EXERCISE DETAILS >>
How many lines of the listing below contain the word "positive"? Reply with that number alone.

DATA RECORDS >>
○ ○ ○

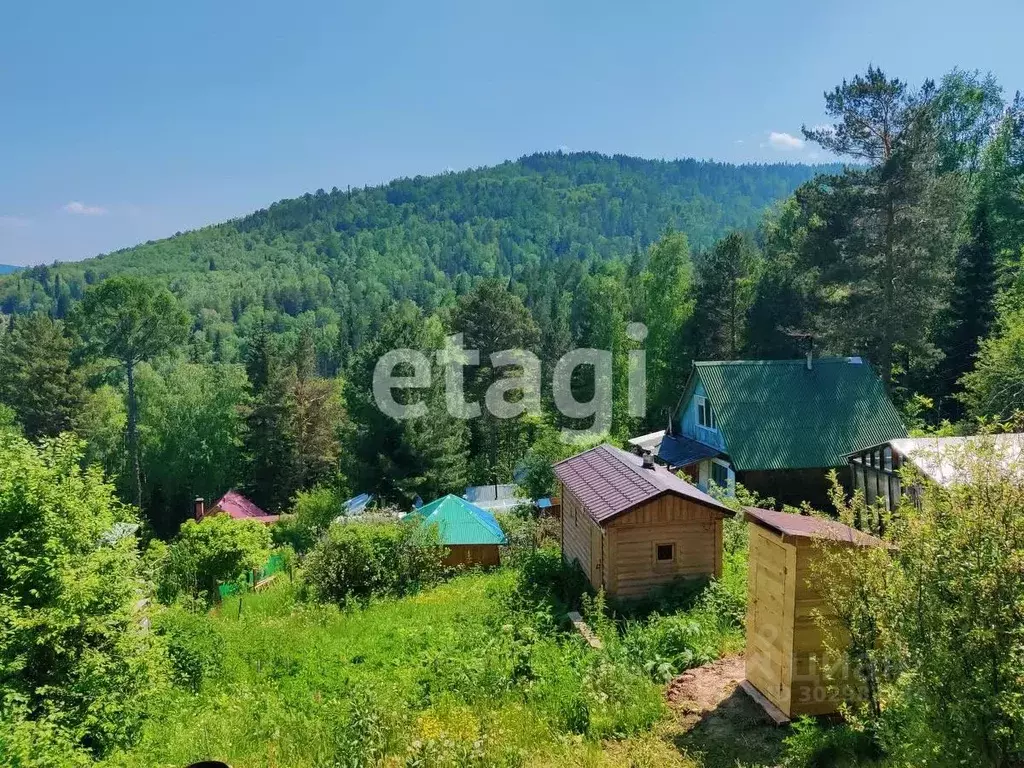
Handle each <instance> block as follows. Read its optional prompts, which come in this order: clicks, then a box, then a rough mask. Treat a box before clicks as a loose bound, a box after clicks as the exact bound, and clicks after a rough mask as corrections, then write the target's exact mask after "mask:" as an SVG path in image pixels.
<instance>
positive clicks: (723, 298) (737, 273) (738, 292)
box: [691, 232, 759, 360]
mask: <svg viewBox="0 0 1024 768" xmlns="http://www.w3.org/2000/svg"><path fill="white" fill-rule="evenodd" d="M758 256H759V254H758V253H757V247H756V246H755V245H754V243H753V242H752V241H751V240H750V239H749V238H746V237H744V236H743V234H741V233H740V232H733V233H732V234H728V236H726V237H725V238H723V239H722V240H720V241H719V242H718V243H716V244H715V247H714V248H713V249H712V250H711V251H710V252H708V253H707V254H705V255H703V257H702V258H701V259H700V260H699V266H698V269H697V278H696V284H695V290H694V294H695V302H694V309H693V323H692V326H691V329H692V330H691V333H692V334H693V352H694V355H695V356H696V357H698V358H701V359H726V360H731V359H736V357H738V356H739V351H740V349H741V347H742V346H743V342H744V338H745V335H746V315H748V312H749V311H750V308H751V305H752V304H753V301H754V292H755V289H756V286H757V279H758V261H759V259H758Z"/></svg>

○ ○ ○

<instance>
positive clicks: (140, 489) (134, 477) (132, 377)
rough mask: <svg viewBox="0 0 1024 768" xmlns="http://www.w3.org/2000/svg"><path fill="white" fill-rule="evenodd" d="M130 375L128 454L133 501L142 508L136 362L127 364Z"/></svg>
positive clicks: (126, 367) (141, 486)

○ ○ ○

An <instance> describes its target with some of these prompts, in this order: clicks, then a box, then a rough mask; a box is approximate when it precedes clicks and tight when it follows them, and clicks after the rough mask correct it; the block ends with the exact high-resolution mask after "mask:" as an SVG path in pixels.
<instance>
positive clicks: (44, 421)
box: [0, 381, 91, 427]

○ ○ ○

TASK RESULT >>
4